Mi preme ricordare che ognuno è libero di esprimere la propria opinione ricordandosi che “La libertà individuale, anche di espressione, trova argini nel rispetto altrui” (vedi “Avvertenza” nella colonna di sinistra del blog).
Ho scritto di Pannunzio e della sua continuità nel presente attraverso il Centro , appunto, Pannunzio. Nell’articolo ho citato anche Scalfari che di Pannunzio è stato amico e collega e con cui ha condiviso battaglie nel nome della libertà e democrazia e di cui anch’io sono profondo estimatore per la sua cultura e per le sue critiche” perchè rispetto la libertà di espresione. La posizione di Cato, forse, “scaturisce dalle pesanti accuse nei confronti di Vittorio Feltri forse per “ruggini” del passato. Ritengo che nel suo editoriale di domenica Scalfari avrebbe potuto essere meno forte e duro e con giudizi categorici e a volte fuor di luogo.. La moderazione è un virtù dificile da gestire. La vis polemica quando è fine a se stessa e induce a strumentalizzazioni è da condannare. In questo caso vale la pena dire con il Vangelo secondo Giovanni: ” sia il vostro discorso sì,sì, no, no. Il resto è del maligno. Intelligenti pauca.
In questo caso spero davvero ulteriori e più compiuti interventi riguardanti il personaggio Pannunzio ed il Centro che proprio al Mondo si ispira guardando ai giovani. Grazie
Di sicuro non daranno mai il premio Pannunzio a Bertinotti. Segue la mia lettera alla quale non si è sognato di replicare, come non si è sognato di dirmi come potevamo risolvere il problema di mia moglie con Cuba…
Lupi
CARO BERTINOTTI, QUESTA SE LA POTEVA PROPRIO RISPARMIARE…
Leggo su internet un messaggio del Presidente della Camera dei Deputati, on. Fausto Bertinotti e non credo alle parole che scorrono sullo schermo, forse è uno scherzo di Carnevale, visto che a Cuba non è ancora finito.

Esplora il materiale:
• A. Chi viene indicato nel brano citato come amico e collega di Pannunzio?
• B. Riprendi il brano citato dal punto in cui si interrompe e prosegui la lettera indirizzata a Bertinotti.

Estratti di dati:
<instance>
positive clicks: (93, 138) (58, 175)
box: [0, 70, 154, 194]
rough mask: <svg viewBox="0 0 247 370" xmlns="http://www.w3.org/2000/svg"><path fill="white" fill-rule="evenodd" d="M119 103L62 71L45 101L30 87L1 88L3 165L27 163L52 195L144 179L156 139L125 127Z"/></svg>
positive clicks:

Esercizi svolti:
• A. Scalfari.

• B.
Caro Presidente, un anniversario importante è l’occasione per gli auguri da parte di chi ha vissuto i lunghi anni della Sua importante presenza nel mondo, presenza congiunta al cammino della rivoluzione cubana. Nessuno dei dissensi che abbiamo lealmente espresso può cancellare le speranze e le emozioni che hanno suscitato nella mia generazione e nel mio paese le donne e gli uomini della Sierra Maestra. Poi Cuba ha camminato con le sue gambe e ha interpretato, insieme a Lei, l’orgoglio di un popolo e di un’isola che vuole vivere la sua indipendenza e decidere autonomamente del suo futuro e del suo destino in un mondo di pace. Buona fortuna a Lei e al Suo Popolo, Presidente. Lunga vita, caro Comandante, un abbraccio e auguri per la Sua salute.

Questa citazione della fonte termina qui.